**Dokumentauszug:**
───

Herr Gasser, die Verhandlungen der Schweiz mit der EU über einen freien Marktzugang für Finanzdienstleister lagen lange auf Eis. Sind die Gespräche seit der Volksabstimmung über die Masseinwanderungs-Initiative wieder in Gang gekommen?

Die Gespräche über die Equivalenz von Richtlinien sind seither wieder aufgenommen worden. Diese Verhandlungen sind vorab technischer Natur. Andere Diskussionspunkte hängen davon ab, wie die EU und die Schweiz ihre Beziehung zueinander ausgestalten wollen.

Bezüglich der Erweiterung des seit diesem Jahr geltenden automatischen Austauschs von Bankdaten mit dem Ausland haben diverse Institute Bedenken angemeldet. Sie fürchten, dass etwa in Schwellenländern vertrauliche Daten missbraucht werden könnten. Zurecht?

Das ist natürlich ein moralisches Dilemma, das ich nicht kleinreden möchte.

«Brasilien könnte Druck auf die Schweiz ausüben»

Wir müssen von Fall zu Fall untersuchen, in welcher Weise sich der Austausch in die Gesamtbeziehung der Schweiz zu einem ausländischen Staat einreiht.

Das heisst?

Wenn wir uns entscheiden würden, mit Blick auf die Sicherheit der dortigen Bankkunden keine Daten nach Brasilien zu schicken, dann bedeutete dies wohl, dass Schweizer Investoren künftig weniger willkommen wären. Als G-20-Staat könnte Brasilien zudem auf internationaler Ebene Druck auf die Schweiz ausüben.

Also heiligt beim AIA der Zweck die Mittel?

───

**Extrahiertes Material:**
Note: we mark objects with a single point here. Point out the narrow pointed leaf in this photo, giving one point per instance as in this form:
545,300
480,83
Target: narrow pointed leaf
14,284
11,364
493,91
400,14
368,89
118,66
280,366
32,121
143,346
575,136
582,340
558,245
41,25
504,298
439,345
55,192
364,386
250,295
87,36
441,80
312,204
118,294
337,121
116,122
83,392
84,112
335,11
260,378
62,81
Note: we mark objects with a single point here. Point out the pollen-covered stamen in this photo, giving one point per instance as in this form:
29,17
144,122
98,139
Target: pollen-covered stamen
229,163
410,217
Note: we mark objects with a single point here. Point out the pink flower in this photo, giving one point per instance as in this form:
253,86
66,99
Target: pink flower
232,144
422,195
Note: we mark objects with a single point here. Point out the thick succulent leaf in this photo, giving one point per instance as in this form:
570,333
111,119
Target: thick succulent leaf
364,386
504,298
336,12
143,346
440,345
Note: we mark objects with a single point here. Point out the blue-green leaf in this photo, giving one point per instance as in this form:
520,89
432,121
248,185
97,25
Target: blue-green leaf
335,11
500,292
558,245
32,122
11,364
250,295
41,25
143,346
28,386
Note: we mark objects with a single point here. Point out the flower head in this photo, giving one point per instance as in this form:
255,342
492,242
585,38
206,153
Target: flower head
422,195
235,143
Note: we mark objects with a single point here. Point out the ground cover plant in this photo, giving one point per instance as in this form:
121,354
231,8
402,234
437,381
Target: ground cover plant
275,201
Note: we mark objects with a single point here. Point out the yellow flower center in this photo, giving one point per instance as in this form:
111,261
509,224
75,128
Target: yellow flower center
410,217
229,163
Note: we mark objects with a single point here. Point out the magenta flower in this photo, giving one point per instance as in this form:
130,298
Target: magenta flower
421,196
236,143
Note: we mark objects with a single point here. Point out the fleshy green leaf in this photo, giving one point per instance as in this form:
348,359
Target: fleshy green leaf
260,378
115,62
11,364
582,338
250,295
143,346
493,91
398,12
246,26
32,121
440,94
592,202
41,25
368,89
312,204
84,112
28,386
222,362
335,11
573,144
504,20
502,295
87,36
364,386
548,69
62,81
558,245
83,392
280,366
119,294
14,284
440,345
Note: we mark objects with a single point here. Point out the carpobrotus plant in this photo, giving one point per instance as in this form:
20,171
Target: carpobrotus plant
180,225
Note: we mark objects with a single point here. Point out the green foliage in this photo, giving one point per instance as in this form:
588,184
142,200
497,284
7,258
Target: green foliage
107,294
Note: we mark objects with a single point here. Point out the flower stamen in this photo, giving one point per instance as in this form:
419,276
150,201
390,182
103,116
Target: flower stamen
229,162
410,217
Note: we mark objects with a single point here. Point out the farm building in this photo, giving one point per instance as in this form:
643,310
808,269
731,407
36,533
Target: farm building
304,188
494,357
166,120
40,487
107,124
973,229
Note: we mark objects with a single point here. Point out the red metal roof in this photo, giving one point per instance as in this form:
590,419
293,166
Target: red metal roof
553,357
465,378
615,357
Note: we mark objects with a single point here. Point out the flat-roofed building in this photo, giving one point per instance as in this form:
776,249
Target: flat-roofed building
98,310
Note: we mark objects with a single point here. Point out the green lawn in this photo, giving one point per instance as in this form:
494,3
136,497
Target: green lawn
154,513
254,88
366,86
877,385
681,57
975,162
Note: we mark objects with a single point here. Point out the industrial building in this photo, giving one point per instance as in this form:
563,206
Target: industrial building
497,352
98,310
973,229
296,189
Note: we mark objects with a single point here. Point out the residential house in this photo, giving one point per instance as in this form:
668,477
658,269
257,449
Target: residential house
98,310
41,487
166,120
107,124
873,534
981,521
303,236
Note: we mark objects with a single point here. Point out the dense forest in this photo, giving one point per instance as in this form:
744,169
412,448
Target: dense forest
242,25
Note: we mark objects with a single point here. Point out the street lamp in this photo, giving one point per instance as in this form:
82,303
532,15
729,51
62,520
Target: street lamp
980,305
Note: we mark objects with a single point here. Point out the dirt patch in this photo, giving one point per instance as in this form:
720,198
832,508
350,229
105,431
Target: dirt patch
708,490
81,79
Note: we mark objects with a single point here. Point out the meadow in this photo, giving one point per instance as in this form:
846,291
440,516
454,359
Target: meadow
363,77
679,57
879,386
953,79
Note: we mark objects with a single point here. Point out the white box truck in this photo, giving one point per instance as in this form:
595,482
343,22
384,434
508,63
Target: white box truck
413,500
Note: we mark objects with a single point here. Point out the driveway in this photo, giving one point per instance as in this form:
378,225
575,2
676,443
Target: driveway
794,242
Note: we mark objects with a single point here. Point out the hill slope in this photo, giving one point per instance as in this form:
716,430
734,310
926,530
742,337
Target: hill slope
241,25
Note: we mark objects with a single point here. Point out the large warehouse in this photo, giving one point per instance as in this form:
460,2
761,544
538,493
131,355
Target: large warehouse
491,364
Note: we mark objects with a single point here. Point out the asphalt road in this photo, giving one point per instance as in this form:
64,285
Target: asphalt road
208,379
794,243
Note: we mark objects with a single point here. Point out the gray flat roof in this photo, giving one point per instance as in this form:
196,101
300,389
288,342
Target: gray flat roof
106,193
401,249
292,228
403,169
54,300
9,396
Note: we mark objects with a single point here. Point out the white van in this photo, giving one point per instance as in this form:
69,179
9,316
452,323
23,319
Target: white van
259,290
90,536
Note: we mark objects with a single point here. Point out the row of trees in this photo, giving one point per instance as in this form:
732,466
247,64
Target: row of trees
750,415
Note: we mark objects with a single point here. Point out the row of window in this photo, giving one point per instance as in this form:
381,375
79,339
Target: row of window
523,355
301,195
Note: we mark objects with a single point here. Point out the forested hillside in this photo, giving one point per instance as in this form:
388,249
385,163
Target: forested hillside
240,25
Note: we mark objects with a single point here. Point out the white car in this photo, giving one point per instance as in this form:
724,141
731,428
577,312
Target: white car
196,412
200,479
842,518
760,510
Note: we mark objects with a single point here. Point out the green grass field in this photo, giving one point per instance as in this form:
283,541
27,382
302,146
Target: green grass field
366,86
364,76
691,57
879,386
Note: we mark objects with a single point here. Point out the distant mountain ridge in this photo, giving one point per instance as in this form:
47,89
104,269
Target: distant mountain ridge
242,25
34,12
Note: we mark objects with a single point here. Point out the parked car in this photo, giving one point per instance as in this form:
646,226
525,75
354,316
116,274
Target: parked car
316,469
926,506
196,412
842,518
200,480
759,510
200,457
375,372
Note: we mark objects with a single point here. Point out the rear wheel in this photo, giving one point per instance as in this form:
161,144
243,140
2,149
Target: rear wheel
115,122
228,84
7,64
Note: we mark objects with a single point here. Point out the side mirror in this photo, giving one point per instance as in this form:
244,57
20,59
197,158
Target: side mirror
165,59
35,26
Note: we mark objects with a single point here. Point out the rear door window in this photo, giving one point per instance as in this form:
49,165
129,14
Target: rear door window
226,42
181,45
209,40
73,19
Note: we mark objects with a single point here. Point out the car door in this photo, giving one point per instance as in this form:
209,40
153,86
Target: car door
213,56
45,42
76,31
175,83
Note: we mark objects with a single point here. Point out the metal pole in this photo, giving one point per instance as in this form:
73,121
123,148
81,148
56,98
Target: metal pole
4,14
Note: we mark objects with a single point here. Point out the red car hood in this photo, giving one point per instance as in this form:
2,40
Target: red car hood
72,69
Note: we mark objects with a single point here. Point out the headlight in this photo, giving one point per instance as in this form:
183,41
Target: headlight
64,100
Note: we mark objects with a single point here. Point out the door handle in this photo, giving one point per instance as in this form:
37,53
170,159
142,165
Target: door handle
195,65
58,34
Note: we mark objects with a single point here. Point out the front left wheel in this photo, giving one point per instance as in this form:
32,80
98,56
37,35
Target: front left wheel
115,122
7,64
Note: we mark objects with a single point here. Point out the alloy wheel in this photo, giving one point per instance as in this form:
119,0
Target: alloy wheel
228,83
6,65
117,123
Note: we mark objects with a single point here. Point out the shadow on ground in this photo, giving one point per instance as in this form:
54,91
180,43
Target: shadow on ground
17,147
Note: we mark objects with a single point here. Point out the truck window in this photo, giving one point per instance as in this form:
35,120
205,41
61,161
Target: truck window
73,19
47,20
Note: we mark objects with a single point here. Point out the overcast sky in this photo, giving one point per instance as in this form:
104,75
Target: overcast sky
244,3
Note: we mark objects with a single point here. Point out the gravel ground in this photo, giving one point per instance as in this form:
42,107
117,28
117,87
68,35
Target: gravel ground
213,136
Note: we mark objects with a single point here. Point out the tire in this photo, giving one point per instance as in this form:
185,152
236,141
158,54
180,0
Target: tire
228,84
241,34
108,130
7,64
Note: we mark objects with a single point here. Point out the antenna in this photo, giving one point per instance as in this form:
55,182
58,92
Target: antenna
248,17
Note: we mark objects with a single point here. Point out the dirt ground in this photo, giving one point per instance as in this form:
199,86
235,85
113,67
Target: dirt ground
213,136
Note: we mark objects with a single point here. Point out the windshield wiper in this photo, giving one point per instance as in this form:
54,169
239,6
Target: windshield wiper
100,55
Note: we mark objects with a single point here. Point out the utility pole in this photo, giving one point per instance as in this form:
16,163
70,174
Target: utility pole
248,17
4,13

───

**Zu erledigen:** Schreiben Sie aus dem Interview mit Herrn Gasser den Abschnitt wortgetreu ab, der bei „Bezüglich der Erweiterung“ beginnt und bei „Das heisst?“ endet.

**Lösung:**
Bezüglich der Erweiterung des seit diesem Jahr geltenden automatischen Austauschs von Bankdaten mit dem Ausland haben diverse Institute Bedenken angemeldet. Sie fürchten, dass etwa in Schwellenländern vertrauliche Daten missbraucht werden könnten. Zurecht?

Das ist natürlich ein moralisches Dilemma, das ich nicht kleinreden möchte.

«Brasilien könnte Druck auf die Schweiz ausüben»

Wir müssen von Fall zu Fall untersuchen, in welcher Weise sich der Austausch in die Gesamtbeziehung der Schweiz zu einem ausländischen Staat einreiht.

Das heisst?